Collect each line of the data that contains the string "every", copying those lines in full. Case counts.
***
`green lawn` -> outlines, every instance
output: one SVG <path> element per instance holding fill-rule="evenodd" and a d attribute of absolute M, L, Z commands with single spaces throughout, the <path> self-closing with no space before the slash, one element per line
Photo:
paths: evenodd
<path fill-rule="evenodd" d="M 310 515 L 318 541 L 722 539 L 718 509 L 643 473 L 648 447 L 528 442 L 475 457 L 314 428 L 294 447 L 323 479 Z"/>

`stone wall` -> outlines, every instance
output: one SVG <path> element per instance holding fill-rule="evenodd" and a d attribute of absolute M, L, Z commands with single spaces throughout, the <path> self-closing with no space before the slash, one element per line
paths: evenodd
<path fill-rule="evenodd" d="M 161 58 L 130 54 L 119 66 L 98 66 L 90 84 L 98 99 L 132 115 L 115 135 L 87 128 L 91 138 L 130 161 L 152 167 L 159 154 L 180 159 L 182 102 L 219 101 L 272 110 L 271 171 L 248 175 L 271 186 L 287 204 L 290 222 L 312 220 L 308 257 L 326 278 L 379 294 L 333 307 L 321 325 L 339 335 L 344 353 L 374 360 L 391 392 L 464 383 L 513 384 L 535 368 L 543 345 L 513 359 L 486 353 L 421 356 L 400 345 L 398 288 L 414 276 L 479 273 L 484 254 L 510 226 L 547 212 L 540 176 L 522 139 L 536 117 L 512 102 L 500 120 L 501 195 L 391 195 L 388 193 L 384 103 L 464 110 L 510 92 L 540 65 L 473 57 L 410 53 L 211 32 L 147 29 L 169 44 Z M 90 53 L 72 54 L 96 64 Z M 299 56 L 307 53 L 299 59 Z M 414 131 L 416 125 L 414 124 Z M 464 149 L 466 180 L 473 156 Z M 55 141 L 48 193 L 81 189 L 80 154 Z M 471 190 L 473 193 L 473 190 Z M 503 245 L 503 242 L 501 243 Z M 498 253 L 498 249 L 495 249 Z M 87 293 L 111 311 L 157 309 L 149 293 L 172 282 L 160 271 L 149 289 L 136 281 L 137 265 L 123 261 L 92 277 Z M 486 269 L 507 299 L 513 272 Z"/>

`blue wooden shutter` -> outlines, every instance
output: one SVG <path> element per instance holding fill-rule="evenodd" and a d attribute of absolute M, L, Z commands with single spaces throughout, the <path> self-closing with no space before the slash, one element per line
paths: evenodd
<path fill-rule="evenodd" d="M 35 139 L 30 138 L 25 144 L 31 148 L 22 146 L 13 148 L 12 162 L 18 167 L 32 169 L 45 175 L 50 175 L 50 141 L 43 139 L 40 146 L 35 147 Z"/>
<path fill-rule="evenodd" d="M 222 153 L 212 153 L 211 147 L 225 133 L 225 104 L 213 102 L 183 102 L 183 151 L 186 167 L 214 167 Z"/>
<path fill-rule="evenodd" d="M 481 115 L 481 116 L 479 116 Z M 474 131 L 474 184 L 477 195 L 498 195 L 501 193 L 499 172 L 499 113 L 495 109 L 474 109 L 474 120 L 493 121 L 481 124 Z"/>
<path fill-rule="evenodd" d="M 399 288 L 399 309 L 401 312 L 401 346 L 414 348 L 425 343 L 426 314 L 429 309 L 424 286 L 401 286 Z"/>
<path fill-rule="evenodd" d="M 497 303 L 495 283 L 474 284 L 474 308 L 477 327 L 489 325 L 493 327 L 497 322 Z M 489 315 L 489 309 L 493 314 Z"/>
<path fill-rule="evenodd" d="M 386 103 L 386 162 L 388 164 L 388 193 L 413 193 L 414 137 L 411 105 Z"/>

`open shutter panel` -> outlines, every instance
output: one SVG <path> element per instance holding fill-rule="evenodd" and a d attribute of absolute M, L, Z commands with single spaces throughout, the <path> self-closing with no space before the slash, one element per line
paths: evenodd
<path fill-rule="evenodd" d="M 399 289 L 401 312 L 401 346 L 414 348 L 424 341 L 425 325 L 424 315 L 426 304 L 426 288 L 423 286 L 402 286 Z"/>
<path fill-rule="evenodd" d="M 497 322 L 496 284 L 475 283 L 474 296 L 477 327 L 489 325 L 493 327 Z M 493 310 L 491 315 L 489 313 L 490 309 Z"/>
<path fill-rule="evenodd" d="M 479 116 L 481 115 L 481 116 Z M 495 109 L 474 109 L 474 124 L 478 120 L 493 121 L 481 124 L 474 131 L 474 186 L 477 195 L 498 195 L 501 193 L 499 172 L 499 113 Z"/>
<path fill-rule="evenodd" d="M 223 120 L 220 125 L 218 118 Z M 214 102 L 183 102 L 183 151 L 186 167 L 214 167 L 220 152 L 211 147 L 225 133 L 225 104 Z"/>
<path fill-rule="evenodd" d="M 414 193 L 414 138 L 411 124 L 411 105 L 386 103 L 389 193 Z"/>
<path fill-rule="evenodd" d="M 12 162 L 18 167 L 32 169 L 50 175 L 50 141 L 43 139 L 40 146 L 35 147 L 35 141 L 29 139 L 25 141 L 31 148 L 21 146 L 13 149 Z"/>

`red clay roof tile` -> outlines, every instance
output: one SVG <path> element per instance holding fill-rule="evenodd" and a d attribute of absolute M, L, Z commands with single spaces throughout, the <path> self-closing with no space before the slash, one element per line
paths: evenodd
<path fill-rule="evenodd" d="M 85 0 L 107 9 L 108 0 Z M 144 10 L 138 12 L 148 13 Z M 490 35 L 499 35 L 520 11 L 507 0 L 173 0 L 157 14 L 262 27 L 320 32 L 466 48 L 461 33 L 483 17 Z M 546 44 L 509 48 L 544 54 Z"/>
***
Task solution:
`green lawn` -> outlines, every instance
`stone wall` -> outlines, every instance
`blue wooden shutter` -> outlines, every instance
`open shutter panel` -> outlines, every instance
`red clay roof tile` -> outlines, every instance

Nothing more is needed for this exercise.